___ SUPPLIED RECORDS

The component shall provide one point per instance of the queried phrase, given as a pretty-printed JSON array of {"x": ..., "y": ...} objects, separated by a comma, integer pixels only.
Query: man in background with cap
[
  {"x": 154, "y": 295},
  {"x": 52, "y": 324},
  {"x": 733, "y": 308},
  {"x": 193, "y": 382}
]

______
___ SUPPLIED RECORDS

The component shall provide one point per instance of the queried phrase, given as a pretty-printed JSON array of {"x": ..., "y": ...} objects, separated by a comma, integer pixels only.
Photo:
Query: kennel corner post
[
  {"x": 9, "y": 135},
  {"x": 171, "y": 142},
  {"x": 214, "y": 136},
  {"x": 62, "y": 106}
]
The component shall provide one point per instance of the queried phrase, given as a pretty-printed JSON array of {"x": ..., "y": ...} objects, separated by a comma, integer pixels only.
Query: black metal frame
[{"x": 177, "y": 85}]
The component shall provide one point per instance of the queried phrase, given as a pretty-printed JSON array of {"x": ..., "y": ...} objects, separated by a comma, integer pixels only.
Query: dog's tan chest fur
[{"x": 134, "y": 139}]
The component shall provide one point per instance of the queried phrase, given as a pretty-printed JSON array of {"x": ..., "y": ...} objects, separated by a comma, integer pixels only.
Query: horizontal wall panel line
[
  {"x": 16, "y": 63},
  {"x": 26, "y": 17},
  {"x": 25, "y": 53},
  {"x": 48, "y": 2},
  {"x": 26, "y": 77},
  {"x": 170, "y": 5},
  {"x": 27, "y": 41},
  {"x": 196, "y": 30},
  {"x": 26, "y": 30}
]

______

EXERCISE
Show every line in the rows above that contains the word "Query". Case counts.

OUTPUT FOR THIS TASK
Query: man in background with cap
Query: kennel corner post
Query: black metal frame
Query: dog's tan chest fur
Query: horizontal wall panel line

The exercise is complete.